#### [What you need to do]
Copy the entries character for character.

#### [Records shown]
———

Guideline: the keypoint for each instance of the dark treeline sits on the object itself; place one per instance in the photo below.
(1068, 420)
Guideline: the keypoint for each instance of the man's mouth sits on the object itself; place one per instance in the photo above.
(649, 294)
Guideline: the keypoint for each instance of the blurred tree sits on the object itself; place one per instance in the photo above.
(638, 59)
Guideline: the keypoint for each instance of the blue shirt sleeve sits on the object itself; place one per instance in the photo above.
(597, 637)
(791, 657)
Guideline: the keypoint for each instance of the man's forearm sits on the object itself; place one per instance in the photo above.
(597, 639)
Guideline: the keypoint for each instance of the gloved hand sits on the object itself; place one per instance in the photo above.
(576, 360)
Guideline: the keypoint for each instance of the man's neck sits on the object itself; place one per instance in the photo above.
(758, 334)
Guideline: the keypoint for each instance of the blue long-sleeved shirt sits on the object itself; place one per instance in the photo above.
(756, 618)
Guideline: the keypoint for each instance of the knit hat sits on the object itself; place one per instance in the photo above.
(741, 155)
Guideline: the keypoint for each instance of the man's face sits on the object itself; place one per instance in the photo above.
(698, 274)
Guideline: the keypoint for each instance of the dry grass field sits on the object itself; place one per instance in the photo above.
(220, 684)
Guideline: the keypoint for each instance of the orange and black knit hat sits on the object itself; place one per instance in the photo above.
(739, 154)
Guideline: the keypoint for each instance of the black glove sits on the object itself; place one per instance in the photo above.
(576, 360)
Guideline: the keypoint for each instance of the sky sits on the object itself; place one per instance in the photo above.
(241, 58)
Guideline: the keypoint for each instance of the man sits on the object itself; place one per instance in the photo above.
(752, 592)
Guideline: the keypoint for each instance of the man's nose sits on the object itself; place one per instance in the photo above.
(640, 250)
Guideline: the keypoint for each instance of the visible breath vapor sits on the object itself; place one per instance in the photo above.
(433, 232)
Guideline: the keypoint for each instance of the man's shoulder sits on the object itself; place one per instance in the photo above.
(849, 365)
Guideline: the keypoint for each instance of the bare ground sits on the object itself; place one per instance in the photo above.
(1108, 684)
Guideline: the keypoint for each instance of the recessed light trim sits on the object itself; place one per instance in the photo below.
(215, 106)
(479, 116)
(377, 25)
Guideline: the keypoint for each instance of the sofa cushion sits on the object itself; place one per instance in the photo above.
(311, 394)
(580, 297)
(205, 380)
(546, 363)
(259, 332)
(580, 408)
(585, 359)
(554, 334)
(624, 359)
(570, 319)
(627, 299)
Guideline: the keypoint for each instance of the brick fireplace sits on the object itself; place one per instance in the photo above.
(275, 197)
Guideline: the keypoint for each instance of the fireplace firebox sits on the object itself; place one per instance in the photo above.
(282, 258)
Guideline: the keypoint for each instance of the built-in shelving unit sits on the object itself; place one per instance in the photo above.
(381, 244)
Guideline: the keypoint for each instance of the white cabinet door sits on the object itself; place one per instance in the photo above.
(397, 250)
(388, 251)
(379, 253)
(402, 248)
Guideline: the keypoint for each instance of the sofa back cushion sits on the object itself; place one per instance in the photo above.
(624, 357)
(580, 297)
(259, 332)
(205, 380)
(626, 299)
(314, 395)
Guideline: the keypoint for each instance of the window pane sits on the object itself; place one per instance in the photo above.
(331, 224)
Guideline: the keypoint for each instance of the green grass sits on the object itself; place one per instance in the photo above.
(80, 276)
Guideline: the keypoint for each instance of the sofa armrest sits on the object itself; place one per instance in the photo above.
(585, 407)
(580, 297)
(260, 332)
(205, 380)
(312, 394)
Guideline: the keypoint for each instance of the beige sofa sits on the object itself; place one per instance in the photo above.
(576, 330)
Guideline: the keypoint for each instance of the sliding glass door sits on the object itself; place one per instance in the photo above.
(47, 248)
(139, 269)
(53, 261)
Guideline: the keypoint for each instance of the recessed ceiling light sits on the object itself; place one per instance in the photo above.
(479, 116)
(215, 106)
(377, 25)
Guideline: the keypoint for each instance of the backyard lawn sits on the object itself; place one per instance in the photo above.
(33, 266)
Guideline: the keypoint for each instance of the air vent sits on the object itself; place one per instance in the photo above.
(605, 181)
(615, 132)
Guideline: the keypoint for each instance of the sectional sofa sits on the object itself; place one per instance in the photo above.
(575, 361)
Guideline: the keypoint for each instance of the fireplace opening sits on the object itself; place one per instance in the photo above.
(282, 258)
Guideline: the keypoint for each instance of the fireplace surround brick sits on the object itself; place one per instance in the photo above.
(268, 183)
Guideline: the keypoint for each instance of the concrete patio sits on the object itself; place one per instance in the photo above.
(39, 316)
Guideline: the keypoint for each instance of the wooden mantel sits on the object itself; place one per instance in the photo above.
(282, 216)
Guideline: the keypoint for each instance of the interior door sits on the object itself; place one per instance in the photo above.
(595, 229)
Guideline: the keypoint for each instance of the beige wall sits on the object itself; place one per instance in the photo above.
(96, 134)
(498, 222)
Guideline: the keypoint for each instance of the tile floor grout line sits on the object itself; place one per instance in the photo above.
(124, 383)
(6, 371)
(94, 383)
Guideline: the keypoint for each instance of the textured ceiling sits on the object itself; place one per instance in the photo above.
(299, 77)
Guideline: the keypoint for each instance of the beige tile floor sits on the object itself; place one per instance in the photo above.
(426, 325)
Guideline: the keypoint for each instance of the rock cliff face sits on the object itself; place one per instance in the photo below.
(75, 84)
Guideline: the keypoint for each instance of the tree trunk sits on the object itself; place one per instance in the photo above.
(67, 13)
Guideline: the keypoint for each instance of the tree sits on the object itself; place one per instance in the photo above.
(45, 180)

———

#### [Written response]
Guideline: the keypoint for each instance of the dark treeline sits on the object itself; place one per instance in the photo below.
(1068, 420)
Guideline: the keypoint for each instance of the man's mouth sits on the object itself; place one per instance in the photo above.
(649, 294)
Guideline: the keypoint for each instance of the blurred tree sits on the object itself; place one per instance in the photo above.
(638, 59)
Guideline: the keypoint for each instance of the blue shirt sleeve sits on the object itself; place one per instance in the photo above.
(597, 637)
(791, 657)
Guideline: the keypoint for each instance of the man's forearm sits on the object itself; place one per instance in the photo above.
(597, 639)
Guideline: the keypoint for each instance of the gloved hand sits on the object itself; place one per instance in the photo above.
(576, 360)
Guideline: the keypoint for each instance of the man's neck sits on the object itself; place one per instance in the photo above.
(758, 334)
Guideline: the keypoint for each instance of the blue long-sleeved shirt sits on the object itself; place one per instance in the photo above.
(756, 618)
Guideline: the keypoint for each instance of the knit hat sits on the object itself; place one per instance in the photo above.
(741, 155)
Guideline: the keypoint for each instance of the man's face sits on the object itself; place one per instance in the photo above.
(698, 274)
Guideline: the keypoint for each instance of the dry grass field sits on the object itself; place one per instance in the photo above.
(220, 684)
Guideline: the keypoint for each instance of the orange and black knit hat sits on the object itself; place one per instance in the photo above.
(739, 154)
Guideline: the keypoint for each instance of the black glove sits on the object itself; place one per instance in the photo above.
(576, 360)
Guideline: the keypoint for each instance of the sky sits on the object itself; place one per instance in the photo above.
(241, 58)
Guideline: the keypoint for each instance of the man sits on the object itself; place one per instance in the photo above.
(752, 592)
Guideline: the keypoint for each instance of the man's nose sits on the object itself; place one per instance in the photo above.
(640, 250)
Guideline: the keypoint for each instance of the visible breath vapor sits on the object itself; place one per instance in the photo above.
(433, 232)
Guideline: the keypoint for each instance of the man's shoulder sits on the object itself; place one per instance in the photo above.
(849, 365)
Guideline: the keypoint for each instance of the bare ground sits on the object itself; place one per instance in the photo above.
(1108, 684)
Guideline: the keypoint for each instance of the recessed light trim sits on the object itself; place one per instance in the photo below.
(215, 106)
(479, 116)
(377, 25)
Guideline: the keypoint for each instance of the sofa cushion sits on the object itself; place one per instance in the photo above.
(311, 394)
(580, 297)
(205, 380)
(546, 363)
(259, 332)
(580, 408)
(585, 359)
(554, 334)
(624, 359)
(570, 319)
(627, 299)
Guideline: the keypoint for each instance of the brick fireplace sits on the object itself; place one per instance in the photo above.
(275, 197)
Guideline: the keypoint for each instance of the fireplace firebox sits on the object itself; place one per instance in the photo above.
(282, 258)
Guideline: the keypoint for each instance of the built-in shelving unit sits on the object itself; place one per instance in the photo above.
(381, 244)
Guideline: the keypoint for each instance of the white cabinet door sits on the object itself; place one per instance in the photo above.
(397, 250)
(388, 251)
(379, 253)
(402, 248)
Guideline: the keypoint for each instance of the sofa back cushion sits on the object itself; place one per instance in the photo above.
(624, 357)
(580, 297)
(259, 332)
(205, 380)
(626, 299)
(314, 395)
Guideline: the keypoint for each instance of the window pane sits on the object itself; place one per instance in the photo above.
(331, 224)
Guideline: the keypoint for each instance of the green grass sits on the object itself; place one per instance in the photo above.
(80, 276)
Guideline: the keypoint for each instance of the sofa armrest sits on the object itself; place one per instance in the photo above.
(585, 407)
(580, 297)
(260, 332)
(205, 380)
(312, 394)
Guideline: the keypoint for each instance of the beige sofa sits on the object itself; place one per instance in the photo above.
(576, 330)
Guideline: the keypoint for each instance of the sliding glass door sits on the object itself; place one per instance in the photo above.
(47, 248)
(139, 269)
(53, 261)
Guideline: the keypoint for each instance of the recessed ceiling light sits on the object itself; place one per instance in the photo above.
(479, 116)
(215, 106)
(377, 25)
Guideline: the keypoint for each instance of the backyard lawn sits on the object itself; place one per instance in the photo above.
(33, 266)
Guideline: the keypoint for each instance of the air vent sits on the object itself; place one per instance in the photo above.
(605, 181)
(615, 132)
Guideline: the keypoint for each instance of the sectional sofa sits on the object itself; place one per instance in the photo above.
(575, 361)
Guideline: the keypoint for each instance of the fireplace opening sits on the object itself; place one per instance in the photo above.
(282, 258)
Guideline: the keypoint for each instance of the fireplace surround brick sits on the object itself; place one per instance in the photo above.
(268, 183)
Guideline: the keypoint for each instance of the concrete patio sits on the object itself; place one per instance in the photo above.
(39, 316)
Guideline: the keypoint for each instance of the wooden mantel sits on the object itself; place one per instance in the photo above.
(282, 216)
Guideline: the keypoint for each instance of the interior door sits on the object itself; place one per instance in the photo above.
(595, 229)
Guideline: the keypoint for each instance of the beige wall sits on the object itself; place one per instance in the photo above.
(96, 134)
(498, 222)
Guideline: the keypoint for each instance of the tile floor grout line sits on the object itself; place one per instance in the photo above.
(124, 383)
(6, 371)
(94, 383)
Guideline: the keypoint for each instance of the textured ceiling sits on the object itself; place one per instance in the photo above.
(299, 77)
Guideline: the keypoint for each instance of the beige tile floor sits on the object itself; place one per instance in the photo above.
(426, 325)
Guideline: the keypoint for each instance of the rock cliff face sits on the object itself; place one per instance in the photo below.
(75, 84)
Guideline: the keypoint for each instance of the tree trunk sits on the object itself; place one per instance in the photo above.
(67, 13)
Guideline: the keypoint for each instance of the tree sits on the object itself; place one per instance in the photo above.
(45, 180)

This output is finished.